**Task objective**.
Write out every row below, requests included, with each point coordinate in the answers multiplied by 1.35 and rounded to a whole number, halves rounding up. Leave the pictures out.
+ + +
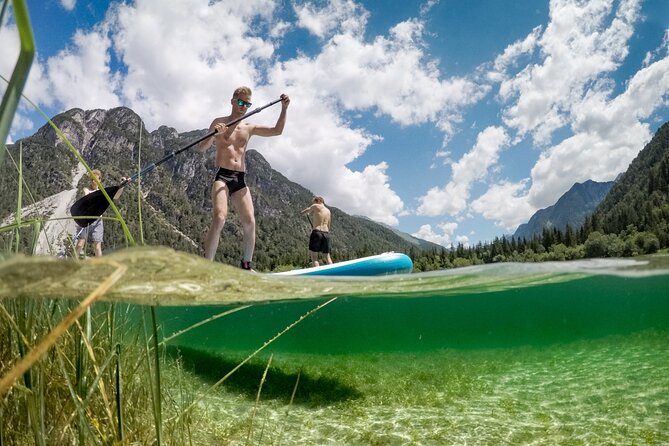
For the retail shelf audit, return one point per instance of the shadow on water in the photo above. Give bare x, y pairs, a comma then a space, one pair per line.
278, 385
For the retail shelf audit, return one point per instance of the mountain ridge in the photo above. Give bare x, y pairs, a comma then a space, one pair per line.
116, 142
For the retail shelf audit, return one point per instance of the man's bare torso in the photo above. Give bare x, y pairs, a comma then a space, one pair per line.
320, 217
230, 151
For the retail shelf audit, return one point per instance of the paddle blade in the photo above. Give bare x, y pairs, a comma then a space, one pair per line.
93, 204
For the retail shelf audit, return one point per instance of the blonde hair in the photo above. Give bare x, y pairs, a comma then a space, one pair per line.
241, 90
98, 174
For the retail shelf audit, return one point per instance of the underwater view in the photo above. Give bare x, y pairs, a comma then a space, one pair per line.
550, 353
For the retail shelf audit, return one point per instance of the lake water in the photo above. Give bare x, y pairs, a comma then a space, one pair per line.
568, 353
565, 353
+ + +
**Solution below**.
For the retail shelf audit, return one point per instance of the shadow on water in the photo above. Give bare x, y pairs, a comma then a space, one pair per line.
375, 520
For the retail shelf audit, return one point per instance of the mountain ridge in the photo above. Give bare x, y pairs, a comma then a space, one pair per line.
157, 192
For the retail shelf audit, return one point per instance of the man's bare torso in the photo above. Give bare x, y pairs, a comma then a space, one pair per line.
432, 293
311, 204
For the retail shelf audit, return one point per instance of the paddle blade in the photo above. Give bare x, y pairs, a comma then a space, one pair per line.
126, 275
For the retail shelf audit, return one point per instance of the blonde hair in the photo above. Give bare x, y pairs, a comma then a space, one pair per line.
325, 122
132, 235
For the retail shelf audit, return one point per instance of the underwater view in the photo above. Give bare x, y pairs, a comma then a space, one pair per line.
743, 477
For the retail shelf audit, return one point per instance of the lake water in the photo above. Give bare x, y pairs, a comma then a space, one pair per line.
767, 477
763, 477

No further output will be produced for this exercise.